*** Provided information

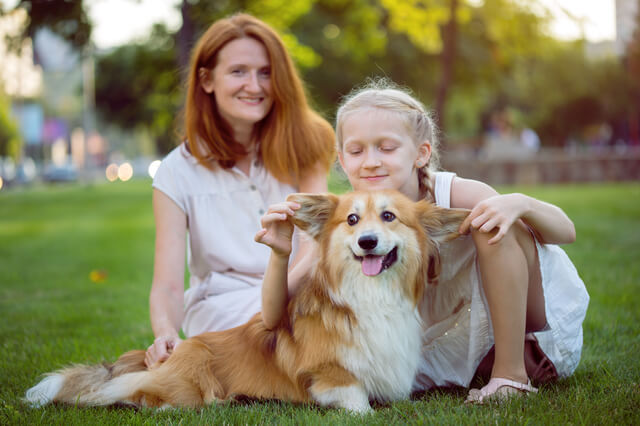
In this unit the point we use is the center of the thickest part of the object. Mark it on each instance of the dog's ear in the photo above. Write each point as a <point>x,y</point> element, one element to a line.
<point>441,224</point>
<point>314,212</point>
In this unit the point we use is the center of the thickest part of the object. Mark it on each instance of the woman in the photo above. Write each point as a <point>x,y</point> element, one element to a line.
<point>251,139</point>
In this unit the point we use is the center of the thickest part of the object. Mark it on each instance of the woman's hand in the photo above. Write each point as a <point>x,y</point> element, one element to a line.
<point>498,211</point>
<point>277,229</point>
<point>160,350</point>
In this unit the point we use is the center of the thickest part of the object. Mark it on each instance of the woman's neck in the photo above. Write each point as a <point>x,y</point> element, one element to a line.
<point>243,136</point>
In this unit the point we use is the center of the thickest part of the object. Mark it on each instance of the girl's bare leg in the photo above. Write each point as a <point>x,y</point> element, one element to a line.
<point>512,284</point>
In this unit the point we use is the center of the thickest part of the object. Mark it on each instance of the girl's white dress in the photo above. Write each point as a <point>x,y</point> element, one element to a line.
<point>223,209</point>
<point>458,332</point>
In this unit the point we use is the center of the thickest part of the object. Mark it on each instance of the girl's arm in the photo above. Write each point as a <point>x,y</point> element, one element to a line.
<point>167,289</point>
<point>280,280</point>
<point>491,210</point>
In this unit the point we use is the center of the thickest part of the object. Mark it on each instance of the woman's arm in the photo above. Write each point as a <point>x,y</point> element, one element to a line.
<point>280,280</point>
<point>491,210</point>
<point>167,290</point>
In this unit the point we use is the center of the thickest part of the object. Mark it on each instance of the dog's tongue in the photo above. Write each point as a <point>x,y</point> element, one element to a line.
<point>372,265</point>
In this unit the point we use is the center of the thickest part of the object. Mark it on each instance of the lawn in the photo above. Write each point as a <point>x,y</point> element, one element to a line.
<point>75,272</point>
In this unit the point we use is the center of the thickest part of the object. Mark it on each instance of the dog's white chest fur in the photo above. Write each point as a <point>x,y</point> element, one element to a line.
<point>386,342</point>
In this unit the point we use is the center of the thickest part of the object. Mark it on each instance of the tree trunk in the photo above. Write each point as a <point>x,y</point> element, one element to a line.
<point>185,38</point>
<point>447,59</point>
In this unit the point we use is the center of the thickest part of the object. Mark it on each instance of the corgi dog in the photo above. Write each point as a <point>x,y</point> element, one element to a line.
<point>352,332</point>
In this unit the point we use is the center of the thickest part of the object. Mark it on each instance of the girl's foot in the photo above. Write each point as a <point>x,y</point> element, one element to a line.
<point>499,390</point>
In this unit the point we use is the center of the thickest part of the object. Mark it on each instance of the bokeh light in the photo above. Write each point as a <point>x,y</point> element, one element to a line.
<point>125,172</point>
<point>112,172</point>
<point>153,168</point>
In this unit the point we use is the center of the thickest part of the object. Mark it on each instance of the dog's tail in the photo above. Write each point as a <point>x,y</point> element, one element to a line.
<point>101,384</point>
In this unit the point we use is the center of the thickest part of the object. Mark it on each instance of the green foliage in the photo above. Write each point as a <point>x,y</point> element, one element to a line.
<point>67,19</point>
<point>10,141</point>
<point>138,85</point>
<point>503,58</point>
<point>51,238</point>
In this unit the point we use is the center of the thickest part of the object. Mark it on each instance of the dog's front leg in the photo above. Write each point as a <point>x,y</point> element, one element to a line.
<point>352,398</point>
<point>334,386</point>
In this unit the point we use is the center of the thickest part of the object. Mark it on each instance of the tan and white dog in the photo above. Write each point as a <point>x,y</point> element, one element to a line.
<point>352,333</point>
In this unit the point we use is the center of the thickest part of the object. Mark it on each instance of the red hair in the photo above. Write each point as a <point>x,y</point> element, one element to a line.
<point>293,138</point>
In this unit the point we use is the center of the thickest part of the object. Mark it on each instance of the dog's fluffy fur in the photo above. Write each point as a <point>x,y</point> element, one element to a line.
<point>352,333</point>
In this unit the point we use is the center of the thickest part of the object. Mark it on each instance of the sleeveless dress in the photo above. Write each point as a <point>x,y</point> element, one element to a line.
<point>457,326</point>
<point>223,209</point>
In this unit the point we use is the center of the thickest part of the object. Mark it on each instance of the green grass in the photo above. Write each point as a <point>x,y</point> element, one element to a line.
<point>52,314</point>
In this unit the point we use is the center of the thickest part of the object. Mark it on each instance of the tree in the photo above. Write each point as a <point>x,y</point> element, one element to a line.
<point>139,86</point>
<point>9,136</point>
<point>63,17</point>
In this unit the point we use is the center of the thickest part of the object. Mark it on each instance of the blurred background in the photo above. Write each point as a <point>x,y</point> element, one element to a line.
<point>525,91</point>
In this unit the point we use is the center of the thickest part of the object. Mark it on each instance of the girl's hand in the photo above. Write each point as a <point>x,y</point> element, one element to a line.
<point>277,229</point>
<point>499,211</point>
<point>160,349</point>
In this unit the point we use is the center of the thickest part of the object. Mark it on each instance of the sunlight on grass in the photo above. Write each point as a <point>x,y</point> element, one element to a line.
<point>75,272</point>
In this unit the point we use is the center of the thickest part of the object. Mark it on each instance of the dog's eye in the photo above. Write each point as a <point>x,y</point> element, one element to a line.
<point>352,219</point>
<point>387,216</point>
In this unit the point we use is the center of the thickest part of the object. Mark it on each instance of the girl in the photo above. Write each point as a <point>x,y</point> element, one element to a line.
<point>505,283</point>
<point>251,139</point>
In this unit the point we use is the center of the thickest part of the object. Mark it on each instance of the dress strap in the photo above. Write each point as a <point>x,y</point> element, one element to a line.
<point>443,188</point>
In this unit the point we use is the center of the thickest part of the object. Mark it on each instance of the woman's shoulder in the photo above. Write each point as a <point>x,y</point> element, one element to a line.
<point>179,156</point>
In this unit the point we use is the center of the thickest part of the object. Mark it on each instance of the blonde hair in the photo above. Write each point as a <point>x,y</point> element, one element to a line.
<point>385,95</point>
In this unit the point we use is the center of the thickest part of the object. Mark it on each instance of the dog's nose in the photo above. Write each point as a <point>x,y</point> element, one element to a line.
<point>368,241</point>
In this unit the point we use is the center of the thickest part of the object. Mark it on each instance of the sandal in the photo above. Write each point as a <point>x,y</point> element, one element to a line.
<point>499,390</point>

******

(Your assignment) In your answer, set down the full listing word for word and include no pictures.

(Response to the task)
In this unit the point we use is the center of the thickest part of the object. Mark it on each instance of the dog's ear in the photo above. Write each point as a <point>x,y</point> element, one element to a line.
<point>441,224</point>
<point>314,212</point>
In this unit the point we use is the center of the thickest part of the object. Mark it on each instance of the woman in the photo above. Write each point as a <point>x,y</point> element, one element to a line.
<point>251,139</point>
In this unit the point we use is the center of the thickest part of the object. Mark it on each instance of the woman's hand in the photo above. Write each point as a <point>x,y</point> element, one element to a line.
<point>498,211</point>
<point>277,229</point>
<point>160,350</point>
In this unit the point we use is the center of the thickest part of the object. Mark it on each instance of the woman's neck in the photo above. Write each point as a <point>x,y</point> element, one element to a line.
<point>243,136</point>
In this unit the point we use is the center of the thickest part of the object. Mark it on each instance of the girl's bare leg in the photo above. Write each point as a <point>x,y</point> element, one element to a line.
<point>512,284</point>
In this unit the point we use is the center of the thickest part of the object. Mark it on each instance of the girl's white dress in the photo above. Write each point as a <point>x,y</point> element, one element to a line.
<point>223,209</point>
<point>458,332</point>
In this unit the point we use is the center of the thickest part of the object. Mark it on each instance of the girl's arm in the photo above. Write each point as a <point>x,y</point> element, one element to a line.
<point>167,289</point>
<point>280,280</point>
<point>491,210</point>
In this unit the point we use is the center of the thickest part of the object. Mark it on each instance of the woman's arm in the photo above. Write each point as a <point>x,y</point> element, one element to a line.
<point>280,280</point>
<point>491,210</point>
<point>167,290</point>
In this unit the point we use is the center of the thickest part of the object. Mark it on each instance of the dog's tongue in the photo above. Write each point as a <point>x,y</point> element, one element to a line.
<point>372,265</point>
In this unit the point we use is the center of the thickest part of the object. Mark it on each instance of the lawn in the photo above. Write each point as a <point>x,y</point> element, one element to a line.
<point>75,272</point>
In this unit the point we use is the center of the thickest part of the object. Mark it on each instance of the dog's white chest fur in the photo above. Write each point as a <point>x,y</point> element, one element to a line.
<point>386,342</point>
In this unit the point we use is the center of the thickest part of the object. Mark it on each instance of the tree trunk in the photo above. Write each point as a <point>x,y</point> element, one element to a line.
<point>185,38</point>
<point>447,59</point>
In this unit the point we use is the center of the thickest part of the object. Mark it on each instance of the corgi dog in the photo above. Write each point as a <point>x,y</point> element, one element to a line.
<point>352,332</point>
In this unit the point we use is the center of the thickest part of the object. Mark it on each instance of the girl's foot in the photo above. Write each point as a <point>x,y</point> element, one element to a line.
<point>499,390</point>
In this unit the point we use is the center of the thickest part of the object. Mark it on each instance of the bokeh light in the photo above. Write each point as a <point>x,y</point> element, one element to a line.
<point>125,172</point>
<point>112,172</point>
<point>153,168</point>
In this unit the point we use is the center of the thickest part of the object. Mark it on each instance of the dog's tail in the photo above. Write each point as a <point>x,y</point> element, one element to a line.
<point>101,384</point>
In this unit the point we use is the center of the thickest part of the object. Mark it on each instance of the green foliage in the photo above. Write each point as a <point>x,y</point> element, one element to a line.
<point>67,19</point>
<point>10,141</point>
<point>138,85</point>
<point>503,58</point>
<point>51,238</point>
In this unit the point we use is the center of the thickest part of the object. Mark it on each instance of the dog's front leg in the photo above. Write each point as a <point>x,y</point> element, one element to a line.
<point>352,398</point>
<point>334,386</point>
In this unit the point we use is the center of the thickest part of the object. Mark it on each instance of the tan and white dog in the photo above. Write each point as a <point>x,y</point> element, one element to a line.
<point>352,333</point>
In this unit the point we use is the center of the thickest part of the object. Mark it on each instance of the red hair in the photo above. Write each point as a <point>x,y</point> element, one element to a line.
<point>293,138</point>
In this unit the point we use is the center of the thickest part of the object. Mark it on each instance of the dog's fluffy fur in the photo above. Write each point as a <point>x,y</point> element, one element to a line.
<point>352,333</point>
In this unit the point we use is the center of the thickest part of the object. Mark it on each instance of the sleeveless dress in the photo above. Write each point as a <point>x,y</point> element, one element to a line.
<point>457,326</point>
<point>223,209</point>
In this unit the point we use is the center of the thickest part of the object. Mark it on each instance of the green grass in the photo above. Write each point as a <point>x,y</point> element, one element to a line.
<point>52,314</point>
In this unit the point we use is the center of the thickest part of the object. Mark it on each instance of the tree in the photo above. Write each point as a <point>x,y</point> element, one element to a line.
<point>139,86</point>
<point>9,136</point>
<point>63,17</point>
In this unit the point we use is the center of the thickest part of the object. Mark it on each instance of the blurred background in the photo above. Write each point as a <point>x,y</point> element, one element to a line.
<point>525,91</point>
In this unit the point we use is the center of the thickest part of the object. Mark it on each instance of the girl's hand in the photo above. Write each point as a <point>x,y</point> element, one element to a line.
<point>277,229</point>
<point>499,211</point>
<point>160,349</point>
In this unit the point we use is the center of the thickest part of the object. Mark it on each instance of the sunlight on grass in the photo above. Write each point as a <point>x,y</point> element, one element to a line.
<point>75,272</point>
In this unit the point we use is the center of the thickest part of the object. Mark it on each instance of the dog's eye in the photo above. Write each point as a <point>x,y</point> element, one element to a line.
<point>352,219</point>
<point>387,216</point>
In this unit the point we use is the center of the thickest part of the object. Mark it on each instance of the girl in the photo above. Write each point as a <point>x,y</point> element, one element to a line.
<point>505,283</point>
<point>251,139</point>
In this unit the point we use is the center of the thickest part of the object. Mark it on each instance of the dress strap in the photo above. Write each point as a <point>x,y</point> element, one element to a line.
<point>443,188</point>
In this unit the point we use is the center of the thickest part of the object. Mark it on each instance of the woman's shoulder in the photo above. Write each point as a <point>x,y</point> element, one element to a line.
<point>179,156</point>
In this unit the point we use is the center of the thickest part of the object. Mark it on each instance of the blonde hair in the photo above. Write each point as a <point>x,y</point> element, one element to a line.
<point>385,95</point>
In this unit the point we use is the center of the thickest part of the object. Mark it on each instance of the dog's nose in the photo above. Write each point as a <point>x,y</point> element, one element to a line.
<point>368,241</point>
In this unit the point we use is the center of the thickest part of the object. Mark it on each instance of the sandal in the photo above. Write each point as a <point>x,y</point> element, one element to a line.
<point>499,390</point>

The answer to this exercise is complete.